**Prompt:**
Lines in the records below that contain the word "jacket" must each be copied.
[[ Dataset, beginning ]]
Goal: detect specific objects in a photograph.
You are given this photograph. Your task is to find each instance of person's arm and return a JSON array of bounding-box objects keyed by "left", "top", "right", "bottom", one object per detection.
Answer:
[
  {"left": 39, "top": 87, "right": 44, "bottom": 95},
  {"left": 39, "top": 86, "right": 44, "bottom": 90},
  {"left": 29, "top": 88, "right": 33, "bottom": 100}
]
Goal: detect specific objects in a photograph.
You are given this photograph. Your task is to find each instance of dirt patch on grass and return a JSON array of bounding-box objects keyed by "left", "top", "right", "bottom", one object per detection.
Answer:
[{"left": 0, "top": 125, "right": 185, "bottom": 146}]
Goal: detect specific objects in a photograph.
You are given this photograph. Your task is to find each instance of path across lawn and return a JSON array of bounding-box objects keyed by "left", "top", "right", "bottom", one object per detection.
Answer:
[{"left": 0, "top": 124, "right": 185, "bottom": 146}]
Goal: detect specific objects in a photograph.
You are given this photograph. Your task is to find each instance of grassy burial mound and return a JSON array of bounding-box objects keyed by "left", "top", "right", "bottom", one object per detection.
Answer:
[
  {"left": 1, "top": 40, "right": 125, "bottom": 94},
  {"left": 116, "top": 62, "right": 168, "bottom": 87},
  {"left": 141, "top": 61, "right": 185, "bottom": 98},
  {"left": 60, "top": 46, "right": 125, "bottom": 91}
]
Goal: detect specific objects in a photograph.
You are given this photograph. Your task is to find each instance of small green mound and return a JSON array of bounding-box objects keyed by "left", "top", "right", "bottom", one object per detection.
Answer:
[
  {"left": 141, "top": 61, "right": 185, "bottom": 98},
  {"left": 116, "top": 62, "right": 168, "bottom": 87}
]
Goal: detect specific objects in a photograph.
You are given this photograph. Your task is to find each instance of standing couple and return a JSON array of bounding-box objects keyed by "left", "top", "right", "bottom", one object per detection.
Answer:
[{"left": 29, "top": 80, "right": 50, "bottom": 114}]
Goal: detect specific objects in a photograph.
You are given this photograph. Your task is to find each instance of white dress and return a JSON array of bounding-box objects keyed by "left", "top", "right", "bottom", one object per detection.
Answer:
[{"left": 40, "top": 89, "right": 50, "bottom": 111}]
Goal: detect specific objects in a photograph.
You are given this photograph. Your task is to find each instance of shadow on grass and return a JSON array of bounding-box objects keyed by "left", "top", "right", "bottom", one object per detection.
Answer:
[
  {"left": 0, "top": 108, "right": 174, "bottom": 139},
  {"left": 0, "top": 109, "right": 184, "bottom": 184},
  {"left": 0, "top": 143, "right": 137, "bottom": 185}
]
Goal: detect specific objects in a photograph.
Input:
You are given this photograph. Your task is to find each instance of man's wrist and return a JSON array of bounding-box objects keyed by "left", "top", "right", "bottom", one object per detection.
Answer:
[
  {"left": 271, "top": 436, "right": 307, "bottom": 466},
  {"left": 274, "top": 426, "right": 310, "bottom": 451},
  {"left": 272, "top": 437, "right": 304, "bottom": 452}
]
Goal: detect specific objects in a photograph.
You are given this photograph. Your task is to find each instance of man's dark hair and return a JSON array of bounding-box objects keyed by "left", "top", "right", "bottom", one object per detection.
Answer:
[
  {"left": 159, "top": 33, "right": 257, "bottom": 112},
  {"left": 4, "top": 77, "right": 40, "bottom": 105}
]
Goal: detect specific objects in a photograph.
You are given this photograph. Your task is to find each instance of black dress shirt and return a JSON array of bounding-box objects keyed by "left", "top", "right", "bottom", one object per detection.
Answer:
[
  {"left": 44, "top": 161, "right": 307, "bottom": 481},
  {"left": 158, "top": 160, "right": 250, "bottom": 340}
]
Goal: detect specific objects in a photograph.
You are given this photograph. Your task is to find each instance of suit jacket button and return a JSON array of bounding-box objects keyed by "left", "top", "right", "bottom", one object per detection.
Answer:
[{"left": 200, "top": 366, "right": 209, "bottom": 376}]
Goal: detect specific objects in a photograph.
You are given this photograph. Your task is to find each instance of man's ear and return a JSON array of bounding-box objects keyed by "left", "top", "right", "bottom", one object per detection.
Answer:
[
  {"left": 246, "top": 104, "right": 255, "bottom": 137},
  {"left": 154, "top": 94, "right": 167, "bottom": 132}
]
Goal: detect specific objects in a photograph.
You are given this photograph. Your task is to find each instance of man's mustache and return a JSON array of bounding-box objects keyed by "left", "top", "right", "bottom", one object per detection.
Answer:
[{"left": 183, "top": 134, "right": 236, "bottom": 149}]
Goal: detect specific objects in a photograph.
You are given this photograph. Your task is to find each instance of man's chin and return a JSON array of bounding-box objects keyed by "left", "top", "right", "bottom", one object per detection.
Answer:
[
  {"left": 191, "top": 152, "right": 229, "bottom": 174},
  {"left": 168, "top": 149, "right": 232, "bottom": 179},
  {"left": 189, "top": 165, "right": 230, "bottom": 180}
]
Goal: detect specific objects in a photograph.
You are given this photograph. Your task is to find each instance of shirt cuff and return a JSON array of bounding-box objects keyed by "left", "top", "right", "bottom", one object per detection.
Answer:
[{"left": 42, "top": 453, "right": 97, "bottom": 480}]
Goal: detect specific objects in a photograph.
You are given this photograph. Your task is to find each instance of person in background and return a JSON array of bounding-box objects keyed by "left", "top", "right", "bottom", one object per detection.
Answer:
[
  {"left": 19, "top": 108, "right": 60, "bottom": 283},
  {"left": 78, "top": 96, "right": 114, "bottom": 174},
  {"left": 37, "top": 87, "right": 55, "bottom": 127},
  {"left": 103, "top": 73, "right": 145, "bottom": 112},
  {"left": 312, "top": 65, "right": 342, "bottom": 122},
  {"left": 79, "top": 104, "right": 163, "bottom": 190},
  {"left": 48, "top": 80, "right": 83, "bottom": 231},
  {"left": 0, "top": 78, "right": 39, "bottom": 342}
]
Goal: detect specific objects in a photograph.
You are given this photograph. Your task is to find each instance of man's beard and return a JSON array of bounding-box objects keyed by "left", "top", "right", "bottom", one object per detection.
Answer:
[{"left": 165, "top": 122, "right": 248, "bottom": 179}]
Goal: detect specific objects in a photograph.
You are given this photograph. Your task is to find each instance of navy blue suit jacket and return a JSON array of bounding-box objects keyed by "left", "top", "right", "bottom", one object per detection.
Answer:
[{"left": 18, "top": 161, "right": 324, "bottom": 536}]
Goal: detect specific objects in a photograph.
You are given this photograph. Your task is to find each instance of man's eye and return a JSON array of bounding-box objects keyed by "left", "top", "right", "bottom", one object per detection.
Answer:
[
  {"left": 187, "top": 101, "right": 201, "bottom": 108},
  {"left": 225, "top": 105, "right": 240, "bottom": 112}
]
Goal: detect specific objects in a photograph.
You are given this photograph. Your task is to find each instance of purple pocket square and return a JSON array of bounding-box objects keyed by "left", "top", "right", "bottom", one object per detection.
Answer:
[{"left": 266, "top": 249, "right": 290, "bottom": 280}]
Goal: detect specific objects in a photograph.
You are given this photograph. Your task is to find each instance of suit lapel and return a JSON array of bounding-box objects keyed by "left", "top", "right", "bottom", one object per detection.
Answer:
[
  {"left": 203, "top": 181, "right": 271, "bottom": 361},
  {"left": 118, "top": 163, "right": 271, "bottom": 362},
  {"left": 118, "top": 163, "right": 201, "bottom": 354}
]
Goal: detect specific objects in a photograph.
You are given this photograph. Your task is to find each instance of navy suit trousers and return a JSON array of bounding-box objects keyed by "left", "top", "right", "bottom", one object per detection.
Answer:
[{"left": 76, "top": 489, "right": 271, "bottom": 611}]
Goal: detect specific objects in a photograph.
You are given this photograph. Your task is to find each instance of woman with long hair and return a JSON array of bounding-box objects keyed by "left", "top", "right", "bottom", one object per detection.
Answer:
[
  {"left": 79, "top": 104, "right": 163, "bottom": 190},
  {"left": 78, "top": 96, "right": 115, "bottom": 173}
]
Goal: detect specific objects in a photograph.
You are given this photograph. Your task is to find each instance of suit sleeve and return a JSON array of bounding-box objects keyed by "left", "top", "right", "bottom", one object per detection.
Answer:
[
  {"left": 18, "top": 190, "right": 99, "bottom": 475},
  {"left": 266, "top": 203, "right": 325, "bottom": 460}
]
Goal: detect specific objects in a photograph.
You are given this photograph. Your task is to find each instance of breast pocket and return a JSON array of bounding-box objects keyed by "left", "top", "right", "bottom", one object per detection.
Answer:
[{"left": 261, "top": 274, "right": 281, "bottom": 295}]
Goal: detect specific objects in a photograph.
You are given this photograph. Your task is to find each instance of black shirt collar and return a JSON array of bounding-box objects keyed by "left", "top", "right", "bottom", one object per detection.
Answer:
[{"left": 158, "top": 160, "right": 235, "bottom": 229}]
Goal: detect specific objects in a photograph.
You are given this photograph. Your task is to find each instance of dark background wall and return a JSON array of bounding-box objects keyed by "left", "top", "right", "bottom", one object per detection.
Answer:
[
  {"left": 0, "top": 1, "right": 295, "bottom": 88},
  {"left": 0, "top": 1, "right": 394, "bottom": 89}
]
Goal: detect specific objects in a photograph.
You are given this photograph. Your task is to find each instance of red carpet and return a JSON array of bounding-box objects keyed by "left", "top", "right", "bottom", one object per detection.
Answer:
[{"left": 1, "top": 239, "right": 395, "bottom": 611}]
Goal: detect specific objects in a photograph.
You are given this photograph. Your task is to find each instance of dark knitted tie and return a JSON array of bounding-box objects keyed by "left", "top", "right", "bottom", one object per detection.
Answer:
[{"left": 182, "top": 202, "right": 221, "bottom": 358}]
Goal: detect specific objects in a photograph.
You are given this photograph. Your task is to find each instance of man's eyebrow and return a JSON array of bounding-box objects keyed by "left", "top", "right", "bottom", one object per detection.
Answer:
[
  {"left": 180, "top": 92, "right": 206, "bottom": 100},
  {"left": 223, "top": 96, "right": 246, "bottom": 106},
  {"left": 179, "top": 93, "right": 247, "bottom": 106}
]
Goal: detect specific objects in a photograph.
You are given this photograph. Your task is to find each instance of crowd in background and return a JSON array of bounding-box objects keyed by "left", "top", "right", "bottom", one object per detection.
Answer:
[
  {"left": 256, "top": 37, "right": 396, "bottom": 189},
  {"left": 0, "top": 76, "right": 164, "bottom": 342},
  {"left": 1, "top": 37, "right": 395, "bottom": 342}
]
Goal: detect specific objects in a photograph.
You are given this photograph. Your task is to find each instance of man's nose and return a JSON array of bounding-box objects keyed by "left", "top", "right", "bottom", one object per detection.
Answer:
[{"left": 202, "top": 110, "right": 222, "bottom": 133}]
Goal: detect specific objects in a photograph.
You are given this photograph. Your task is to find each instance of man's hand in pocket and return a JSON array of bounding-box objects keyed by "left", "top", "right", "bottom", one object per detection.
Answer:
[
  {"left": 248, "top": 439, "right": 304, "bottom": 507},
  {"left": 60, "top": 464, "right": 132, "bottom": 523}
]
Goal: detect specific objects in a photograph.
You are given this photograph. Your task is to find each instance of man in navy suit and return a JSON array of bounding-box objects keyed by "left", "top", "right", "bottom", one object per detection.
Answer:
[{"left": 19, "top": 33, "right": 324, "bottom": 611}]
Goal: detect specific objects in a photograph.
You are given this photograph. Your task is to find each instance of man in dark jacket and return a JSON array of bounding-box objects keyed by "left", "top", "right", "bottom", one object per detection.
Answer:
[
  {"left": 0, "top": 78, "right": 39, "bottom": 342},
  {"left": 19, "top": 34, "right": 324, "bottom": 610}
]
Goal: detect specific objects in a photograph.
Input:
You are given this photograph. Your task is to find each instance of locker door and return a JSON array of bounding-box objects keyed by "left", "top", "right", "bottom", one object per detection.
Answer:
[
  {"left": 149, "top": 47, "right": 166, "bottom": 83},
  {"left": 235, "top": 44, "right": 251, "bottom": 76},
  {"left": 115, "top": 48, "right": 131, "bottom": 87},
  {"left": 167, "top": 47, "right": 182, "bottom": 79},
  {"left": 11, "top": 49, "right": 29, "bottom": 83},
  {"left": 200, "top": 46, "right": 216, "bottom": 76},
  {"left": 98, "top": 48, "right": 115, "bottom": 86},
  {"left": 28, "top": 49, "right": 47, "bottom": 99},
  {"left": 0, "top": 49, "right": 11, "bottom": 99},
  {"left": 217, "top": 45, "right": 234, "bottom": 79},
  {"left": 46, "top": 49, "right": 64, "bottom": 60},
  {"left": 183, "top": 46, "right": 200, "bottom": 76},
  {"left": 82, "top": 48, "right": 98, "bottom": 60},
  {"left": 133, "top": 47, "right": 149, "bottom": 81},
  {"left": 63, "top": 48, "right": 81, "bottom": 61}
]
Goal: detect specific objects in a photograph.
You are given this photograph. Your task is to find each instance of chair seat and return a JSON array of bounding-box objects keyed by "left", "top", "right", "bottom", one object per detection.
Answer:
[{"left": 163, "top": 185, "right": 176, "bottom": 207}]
[[ Dataset, end ]]
**Exercise answer:**
You are given this photograph. Your task is to find each instance of suit jacket button and return a JSON array of bounding-box objects keyed by "left", "top", "right", "bottom", one object per detection.
You are given this photograph. Your task is to find each instance of navy blue suit jacket and return a JSON array of bounding-box objects keyed by "left", "top", "right", "bottom", one object per detection.
You are given this photograph. Your task is to find each instance of man in dark jacket and return a JSON array of bounding-box objects keyed by "left", "top", "right", "bottom", one object per detection.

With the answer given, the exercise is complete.